*AUFTRAG 1*
Bitte fasse im Text zum Elternunterhalt den Absatz, der mit „Bei Arbeitnehmern werden“ beginnt, als kurze Liste zusammen.
*AUFTRAG 2*
Nenne alle Personengruppen, die im Text zum Elternunterhalt vorkommen.
*AUFTRAG 3*
Setze den Text zum Elternunterhalt nach seinem letzten Satz fort.

*UNTERSUCHTER TEXT*
Wie viel Elternunterhalt muss bezahlt werden?

Dies hängt von den aktuellen finanziellen Verhältnissen ab, § 1610 BGB. Es werden alle erzielten Einkünfte der Kinder zusammen gerechnet, damit ermittelt werden kann, ob sie Unterhalt für ihre Eltern leisten können, § 1603 Abs. 1 BGB. Dazu müssen die Kinder Auskunft über die Höhe ihrer Einkünfte erteilen, wozu sie gesetzlich verpflichtet sind.

Bei Arbeitnehmern werden der Durchschnitt bei Einkünften von 12 zusammenhängenden Monaten vor Eintritt des Unterhaltbedarfs gebildet. Bei Selbstständigen werden die durchschnittlichen Einkünften der zurückliegenden drei bis fünf Jahre herangezogen.

*ANGEZEIGTE DATEN*

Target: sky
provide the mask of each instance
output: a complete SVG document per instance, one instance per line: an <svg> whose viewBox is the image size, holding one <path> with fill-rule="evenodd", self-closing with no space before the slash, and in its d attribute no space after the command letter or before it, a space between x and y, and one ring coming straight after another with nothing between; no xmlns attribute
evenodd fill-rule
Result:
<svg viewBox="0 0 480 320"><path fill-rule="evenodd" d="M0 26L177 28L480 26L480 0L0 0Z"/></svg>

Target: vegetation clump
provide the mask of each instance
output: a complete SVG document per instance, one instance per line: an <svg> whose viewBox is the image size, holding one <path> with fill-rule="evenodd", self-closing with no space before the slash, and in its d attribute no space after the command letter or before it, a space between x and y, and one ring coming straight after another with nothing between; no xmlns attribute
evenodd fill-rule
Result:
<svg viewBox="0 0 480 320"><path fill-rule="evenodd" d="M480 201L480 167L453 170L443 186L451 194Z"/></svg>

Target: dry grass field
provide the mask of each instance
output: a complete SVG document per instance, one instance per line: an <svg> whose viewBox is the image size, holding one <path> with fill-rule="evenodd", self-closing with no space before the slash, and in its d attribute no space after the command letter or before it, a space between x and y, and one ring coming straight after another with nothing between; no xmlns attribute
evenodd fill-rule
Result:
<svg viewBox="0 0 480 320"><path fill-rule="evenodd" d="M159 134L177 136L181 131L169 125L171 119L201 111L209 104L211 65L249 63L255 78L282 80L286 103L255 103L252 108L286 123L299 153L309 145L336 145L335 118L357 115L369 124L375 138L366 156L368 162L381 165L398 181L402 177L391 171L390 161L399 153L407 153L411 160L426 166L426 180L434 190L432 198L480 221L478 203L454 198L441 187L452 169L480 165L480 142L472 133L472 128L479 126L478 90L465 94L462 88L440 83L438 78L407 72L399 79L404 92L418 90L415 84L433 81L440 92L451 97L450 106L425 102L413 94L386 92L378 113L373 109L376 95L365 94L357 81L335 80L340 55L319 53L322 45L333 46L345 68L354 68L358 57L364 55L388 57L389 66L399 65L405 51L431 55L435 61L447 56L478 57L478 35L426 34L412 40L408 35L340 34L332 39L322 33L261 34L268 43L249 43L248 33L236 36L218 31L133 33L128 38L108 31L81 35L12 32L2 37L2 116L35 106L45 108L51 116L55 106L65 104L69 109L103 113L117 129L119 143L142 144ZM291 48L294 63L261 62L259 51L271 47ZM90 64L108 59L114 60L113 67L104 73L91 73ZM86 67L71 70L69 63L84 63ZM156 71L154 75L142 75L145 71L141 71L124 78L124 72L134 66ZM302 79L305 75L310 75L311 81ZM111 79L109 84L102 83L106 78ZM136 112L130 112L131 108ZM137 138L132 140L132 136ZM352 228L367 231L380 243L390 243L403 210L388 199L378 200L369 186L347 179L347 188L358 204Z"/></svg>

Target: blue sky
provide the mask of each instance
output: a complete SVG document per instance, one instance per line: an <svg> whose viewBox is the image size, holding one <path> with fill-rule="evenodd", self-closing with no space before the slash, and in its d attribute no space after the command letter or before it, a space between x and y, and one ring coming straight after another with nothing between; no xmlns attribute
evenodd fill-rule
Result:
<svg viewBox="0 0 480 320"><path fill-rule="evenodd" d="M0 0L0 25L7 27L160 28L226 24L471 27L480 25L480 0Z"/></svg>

*ENDGÜLTIGE ANTWORT 1*
- Arbeitnehmer: Durchschnitt der Einkünfte aus 12 zusammenhängenden Monaten vor Eintritt des Unterhaltsbedarfs
- Selbstständige: durchschnittliche Einkünfte der zurückliegenden drei bis fünf Jahre

*ENDGÜLTIGE ANTWORT 2*
- Eltern
- Kinder
- Arbeitnehmer
- Selbstständige

*ENDGÜLTIGE ANTWORT 3*
Vom so ermittelten Nettoeinkommen werden folgende Kosten abgezogen:

  • berufsbedingte Aufwendungen wie z. B. Fahrtkosten, Fachliteratur oder Arbeitskleidung
  • Kosten der allgemeinen Krankenvorsorge und krankheitsbedingte Aufwendungen
  • private Altersvorsorgekosten bis zu 5 % des Bruttoeinkommens
  • Darlehensverbindlichkeiten, insbesondere Zins- und Tilgungszahlungen einer Baufinanzierung
  • Aufwendungen für regelmäßige Besuche des Elternteils
  • Beiträge für Hausrats und Haftpflichtversicherungen
  • Rundfunkgebühren
  • Miete und Mietnebenkosten in Höhe von 450,00 Euro. Liegen diese tatsächlich höher, müssen sie nachgewiesen werden. Dann können sie ebenfalls abgezogen werden. Denn dem unterhaltspflichtigen Kind wäre es nicht zuzumuten, seine Wohnung aufzugeben.

Ebenfalls abgezogen werden Unterhaltspflichten, die gegenüber dem eigenen Ehegatten oder Kindern bestehen. Denn diese haben Vorrang, § 1609 BGB.

Vom so errechneten bereinigten Nettoeinkommen kann nach Maßgabe der Düsseldorfer Tabelle der sog. Selbstbehalt abgezogen werden. Dem Unterhaltspflichtigen steht seit dem 01.01.2015 ein Selbstbehalt von 1.800,00 Euro und für den Ehepartner von 1.440,00 Euro pro Monat zu. Der Familienselbstbehalt beläuft sich damit derzeit auf monatlich 3.240,00 Euro.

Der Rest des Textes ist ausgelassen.